◆ **EXCERPT PROVIDED**
When Ai Huang first moved to Japan, she started experimenting with gelatin silver processing. This process was introduced in 1839 by William Henry Fox Talbot. By the 1910s, it had become the most common method of printing black and white photographs. Ai uses this classic developing method in a new way in order to expand her own world.
Ai paints prints
The process in the dark room, playing with light and liquid, is like casting magic. Ai paints with her hands, fingers, nails, and sometimes her hair. Her prints become entwined with her body, evolving in tandem with her physical form and mood, mirroring the ebb and flow of her creative spirit. The prints don’t take long to produce because they are liquid. It’s constantly changing. She has just captured it. Then, everything’s in her control.
“It’s existing with me, so it’s part of my life. It’s really part of my living, like, my heart is beating, my Blood is moving all over me, and it’s like part of me growing.”
We often experience interesting coincidences in our lives. For Ai, this coincidence refers to encounter with a photographer Masato Seto. He was an important person in the beginning of her career and proposed her first solo exhibition. He even influenced the technical part of Ai’s artwork. In the short piece he wrote about Ai, we can feel a robust exchange that transcends the boundaries of their languages.

◆ **STUDY MATERIAL**
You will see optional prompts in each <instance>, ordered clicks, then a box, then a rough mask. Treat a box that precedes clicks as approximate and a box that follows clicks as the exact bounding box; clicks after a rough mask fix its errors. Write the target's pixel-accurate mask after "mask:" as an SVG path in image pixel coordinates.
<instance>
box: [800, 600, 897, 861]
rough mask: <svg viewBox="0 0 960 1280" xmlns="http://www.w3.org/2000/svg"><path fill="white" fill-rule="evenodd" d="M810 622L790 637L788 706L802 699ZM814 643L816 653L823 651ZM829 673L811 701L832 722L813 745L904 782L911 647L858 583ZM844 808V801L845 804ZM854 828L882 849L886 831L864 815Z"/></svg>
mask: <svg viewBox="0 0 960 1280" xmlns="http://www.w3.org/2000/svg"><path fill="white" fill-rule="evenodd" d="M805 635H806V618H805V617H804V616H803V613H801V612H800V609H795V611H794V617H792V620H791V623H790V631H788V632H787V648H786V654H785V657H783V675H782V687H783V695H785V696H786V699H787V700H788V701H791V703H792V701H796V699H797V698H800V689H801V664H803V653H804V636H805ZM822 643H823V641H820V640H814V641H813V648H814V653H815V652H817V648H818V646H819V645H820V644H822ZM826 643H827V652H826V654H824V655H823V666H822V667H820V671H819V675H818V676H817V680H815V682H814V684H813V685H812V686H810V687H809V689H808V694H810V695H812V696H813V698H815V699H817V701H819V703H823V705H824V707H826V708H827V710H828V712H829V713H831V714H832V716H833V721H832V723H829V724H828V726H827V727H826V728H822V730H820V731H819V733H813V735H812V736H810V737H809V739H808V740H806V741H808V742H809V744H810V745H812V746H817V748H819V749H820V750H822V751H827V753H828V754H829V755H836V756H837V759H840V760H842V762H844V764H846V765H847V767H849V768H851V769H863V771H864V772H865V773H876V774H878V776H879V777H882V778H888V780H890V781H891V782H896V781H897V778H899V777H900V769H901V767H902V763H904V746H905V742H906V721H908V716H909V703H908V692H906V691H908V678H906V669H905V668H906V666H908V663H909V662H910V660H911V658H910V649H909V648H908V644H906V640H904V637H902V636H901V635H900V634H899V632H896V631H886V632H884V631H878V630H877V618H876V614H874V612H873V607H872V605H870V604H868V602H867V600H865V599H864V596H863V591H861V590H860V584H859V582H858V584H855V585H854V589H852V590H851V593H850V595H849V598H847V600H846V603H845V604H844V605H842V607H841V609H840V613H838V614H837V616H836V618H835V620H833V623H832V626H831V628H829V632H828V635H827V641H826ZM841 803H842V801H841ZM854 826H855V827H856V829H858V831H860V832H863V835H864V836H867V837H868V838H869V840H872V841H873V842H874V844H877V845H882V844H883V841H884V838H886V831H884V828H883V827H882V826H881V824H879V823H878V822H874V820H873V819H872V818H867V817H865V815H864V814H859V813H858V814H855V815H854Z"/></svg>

◆ **TASKS TO COMPLETE**
1. Answer these questions from the passage on Ai Huang:
(a) Who introduced gelatin silver processing, and in what year?
(b) What does Ai paint with?
(c) Who proposed Ai's first solo exhibition?
2. From the passage on Ai Huang, extract everything from "Ai paints prints" down to "in her control.".
3. Do these statements agree with the passage on Ai Huang? Answer yes or no for each, and quote the words that decide it.
(a) By the 1910s, gelatin silver processing was the most common way to print black and white photographs.
(b) Ai's prints take a long time to produce.
(c) Masato Seto had an influence on the technical side of Ai's artwork.
The rows come from a source unrelated to the passage on Ai Huang.

◆ **TASK RESULTS**
1.
(a) William Henry Fox Talbot, in 1839
(b) Her hands, fingers, nails, and sometimes her hair
(c) The photographer Masato Seto

2.
Ai paints prints
The process in the dark room, playing with light and liquid, is like casting magic. Ai paints with her hands, fingers, nails, and sometimes her hair. Her prints become entwined with her body, evolving in tandem with her physical form and mood, mirroring the ebb and flow of her creative spirit. The prints don’t take long to produce because they are liquid. It’s constantly changing. She has just captured it. Then, everything’s in her control.

3.
(a) Yes: "By the 1910s, it had become the most common method of printing black and white photographs."
(b) No: "The prints don’t take long to produce because they are liquid."
(c) Yes: "He even influenced the technical part of Ai’s artwork."